* start EXTRACTED RECORDS *

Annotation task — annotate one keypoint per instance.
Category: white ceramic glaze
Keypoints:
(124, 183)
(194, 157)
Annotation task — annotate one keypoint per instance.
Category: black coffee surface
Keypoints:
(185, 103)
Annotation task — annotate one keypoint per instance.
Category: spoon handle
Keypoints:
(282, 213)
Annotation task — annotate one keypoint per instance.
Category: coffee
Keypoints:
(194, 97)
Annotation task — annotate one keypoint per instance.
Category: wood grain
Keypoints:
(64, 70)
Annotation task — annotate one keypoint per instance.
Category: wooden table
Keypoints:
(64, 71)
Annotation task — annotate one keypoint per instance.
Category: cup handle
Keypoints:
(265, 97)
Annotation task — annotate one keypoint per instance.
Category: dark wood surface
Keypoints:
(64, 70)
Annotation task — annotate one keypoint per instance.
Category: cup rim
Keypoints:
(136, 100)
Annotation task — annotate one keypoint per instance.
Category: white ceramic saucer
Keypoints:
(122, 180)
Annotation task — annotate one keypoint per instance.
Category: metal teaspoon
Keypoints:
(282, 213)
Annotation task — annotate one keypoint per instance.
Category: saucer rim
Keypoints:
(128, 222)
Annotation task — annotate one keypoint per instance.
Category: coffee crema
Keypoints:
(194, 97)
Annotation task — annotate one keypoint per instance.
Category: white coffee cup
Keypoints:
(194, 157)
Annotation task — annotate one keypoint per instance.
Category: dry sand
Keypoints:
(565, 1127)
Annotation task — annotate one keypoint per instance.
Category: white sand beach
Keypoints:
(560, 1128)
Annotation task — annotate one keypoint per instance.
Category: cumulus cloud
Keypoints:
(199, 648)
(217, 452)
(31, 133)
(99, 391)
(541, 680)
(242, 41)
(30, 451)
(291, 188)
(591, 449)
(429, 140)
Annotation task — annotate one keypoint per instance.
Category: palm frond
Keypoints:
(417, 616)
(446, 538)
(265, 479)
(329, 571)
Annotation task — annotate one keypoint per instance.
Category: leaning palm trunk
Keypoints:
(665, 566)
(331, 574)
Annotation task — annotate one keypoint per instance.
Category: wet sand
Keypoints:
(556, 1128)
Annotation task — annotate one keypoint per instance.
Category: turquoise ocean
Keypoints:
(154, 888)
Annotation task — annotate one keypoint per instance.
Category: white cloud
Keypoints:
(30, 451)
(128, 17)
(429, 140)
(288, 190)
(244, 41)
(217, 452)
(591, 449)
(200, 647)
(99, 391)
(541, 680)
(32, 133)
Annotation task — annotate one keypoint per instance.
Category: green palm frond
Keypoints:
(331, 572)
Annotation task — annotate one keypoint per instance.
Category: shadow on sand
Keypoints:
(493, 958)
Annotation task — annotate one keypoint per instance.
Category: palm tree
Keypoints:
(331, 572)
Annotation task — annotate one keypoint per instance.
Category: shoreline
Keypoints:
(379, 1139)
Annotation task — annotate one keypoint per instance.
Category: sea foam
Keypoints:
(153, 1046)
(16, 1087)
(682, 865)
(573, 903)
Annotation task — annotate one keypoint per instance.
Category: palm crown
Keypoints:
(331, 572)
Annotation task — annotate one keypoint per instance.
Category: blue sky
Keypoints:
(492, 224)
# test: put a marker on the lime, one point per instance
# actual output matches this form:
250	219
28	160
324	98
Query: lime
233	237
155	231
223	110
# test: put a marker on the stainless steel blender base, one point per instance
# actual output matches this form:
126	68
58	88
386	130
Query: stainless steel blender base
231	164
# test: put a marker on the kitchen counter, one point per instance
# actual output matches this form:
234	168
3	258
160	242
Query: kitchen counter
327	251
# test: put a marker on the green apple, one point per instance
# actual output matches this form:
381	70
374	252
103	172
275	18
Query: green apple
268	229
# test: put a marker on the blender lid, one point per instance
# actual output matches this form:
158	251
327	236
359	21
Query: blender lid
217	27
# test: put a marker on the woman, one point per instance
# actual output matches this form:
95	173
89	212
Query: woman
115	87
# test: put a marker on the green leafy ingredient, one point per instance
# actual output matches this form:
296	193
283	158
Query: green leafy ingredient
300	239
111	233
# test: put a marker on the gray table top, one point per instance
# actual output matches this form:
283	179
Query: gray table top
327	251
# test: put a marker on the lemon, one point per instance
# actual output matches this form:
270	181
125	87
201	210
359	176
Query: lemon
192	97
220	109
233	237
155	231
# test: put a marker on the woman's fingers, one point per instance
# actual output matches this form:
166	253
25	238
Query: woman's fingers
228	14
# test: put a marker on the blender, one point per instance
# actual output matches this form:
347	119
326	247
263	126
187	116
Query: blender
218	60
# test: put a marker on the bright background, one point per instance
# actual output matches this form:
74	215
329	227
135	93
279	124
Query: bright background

* end EXTRACTED RECORDS *

### TO DO
Restate each of the entries above verbatim.

### EXERCISE ANSWER
Annotation task — annotate one keypoint per instance.
Category: white ceramic glaze
Keypoints:
(124, 183)
(194, 157)
Annotation task — annotate one keypoint per instance.
Category: black coffee surface
Keypoints:
(185, 103)
Annotation task — annotate one keypoint per instance.
Category: spoon handle
Keypoints:
(282, 213)
Annotation task — annotate one keypoint per instance.
Category: coffee
Keypoints:
(194, 97)
Annotation task — annotate one keypoint per instance.
Category: wood grain
Keypoints:
(64, 70)
Annotation task — annotate one keypoint per instance.
Category: wooden table
Keypoints:
(64, 71)
Annotation task — annotate one keypoint per instance.
Category: cup handle
Keypoints:
(265, 97)
Annotation task — annotate one keypoint per instance.
Category: dark wood surface
Keypoints:
(64, 70)
Annotation task — annotate one keypoint per instance.
Category: cup rim
Keypoints:
(136, 100)
Annotation task — annotate one keypoint per instance.
Category: white ceramic saucer
Keypoints:
(122, 180)
Annotation task — annotate one keypoint per instance.
Category: metal teaspoon
Keypoints:
(282, 213)
Annotation task — annotate one keypoint per instance.
Category: saucer rim
Keypoints:
(128, 222)
Annotation task — annotate one keypoint per instance.
Category: coffee crema
Keypoints:
(194, 97)
Annotation task — annotate one keypoint per instance.
Category: white coffee cup
Keypoints:
(194, 157)
Annotation task — annotate one keypoint per instance.
Category: dry sand
Keypoints:
(565, 1127)
Annotation task — annotate one keypoint per instance.
Category: white sand beach
Keypoints:
(560, 1128)
Annotation task — annotate one keypoint per instance.
Category: cumulus cloud
Keypoints:
(199, 648)
(217, 452)
(31, 133)
(99, 391)
(541, 680)
(242, 41)
(30, 451)
(291, 188)
(591, 449)
(429, 140)
Annotation task — annotate one keypoint per instance.
Category: palm frond
Keypoints:
(417, 616)
(446, 538)
(265, 479)
(329, 571)
Annotation task — annotate one keypoint per instance.
Category: leaning palm trunk
Keypoints:
(665, 566)
(331, 574)
Annotation task — annotate one keypoint per instance.
Category: wet sand
Keypoints:
(556, 1128)
Annotation task — annotate one keypoint per instance.
Category: turquoise ocean
Keypoints:
(154, 888)
Annotation task — annotate one keypoint per instance.
Category: white cloud
Keypoints:
(30, 451)
(128, 17)
(429, 140)
(288, 190)
(244, 41)
(217, 452)
(591, 449)
(200, 647)
(99, 391)
(541, 680)
(32, 133)
Annotation task — annotate one keypoint per instance.
Category: green palm frond
Keypoints:
(331, 572)
Annotation task — annotate one keypoint per instance.
Category: shadow on sand
Keypoints:
(493, 958)
Annotation task — annotate one keypoint per instance.
Category: palm tree
Keypoints:
(331, 572)
Annotation task — annotate one keypoint per instance.
Category: shoreline
Keypoints:
(379, 1139)
Annotation task — annotate one keypoint per instance.
Category: sea foam
Keypoints:
(153, 1046)
(16, 1087)
(682, 865)
(573, 903)
Annotation task — annotate one keypoint per instance.
Category: palm crown
Keypoints:
(331, 572)
Annotation task — annotate one keypoint per instance.
Category: blue sky
Keypoints:
(492, 224)
# test: put a marker on the lime, one point per instance
# actual output matches this form:
250	219
28	160
324	98
Query: lime
233	237
155	231
223	110
# test: put a marker on the stainless steel blender base, one point per instance
# actual output matches this form:
126	68
58	88
386	130
Query: stainless steel blender base
231	164
# test: put a marker on the kitchen counter, one point per instance
# actual output matches this form:
234	168
3	258
160	242
Query: kitchen counter
327	251
# test: put a marker on the green apple, one point per instance
# actual output matches this form:
381	70
374	252
103	172
275	18
Query: green apple
268	229
# test: put a marker on the blender lid, one point per instance
# actual output matches this form:
158	251
327	236
359	21
Query: blender lid
217	27
# test: put a marker on the woman, one point per instance
# actual output matches this form:
95	173
89	212
Query: woman
115	87
# test: put a marker on the green leafy ingredient, one point per instance
# actual output matches this form:
296	193
283	158
Query: green leafy ingredient
300	239
111	233
# test: put a marker on the gray table top, one point per instance
# actual output matches this form:
283	179
Query: gray table top
327	251
# test: put a marker on the lemon, one point per instance
# actual output matches this form:
270	181
125	87
201	210
359	176
Query: lemon
192	97
220	109
233	237
155	231
# test: put a marker on the woman's fingers, one point per instance
# actual output matches this form:
166	253
25	238
Query: woman's fingers
228	14
# test: put a marker on the blender, one point per instance
# actual output matches this form:
347	119
326	247
263	126
187	116
Query: blender
218	60
# test: put a marker on the bright background, one point per instance
# actual output matches this form:
74	215
329	227
135	93
279	124
Query: bright background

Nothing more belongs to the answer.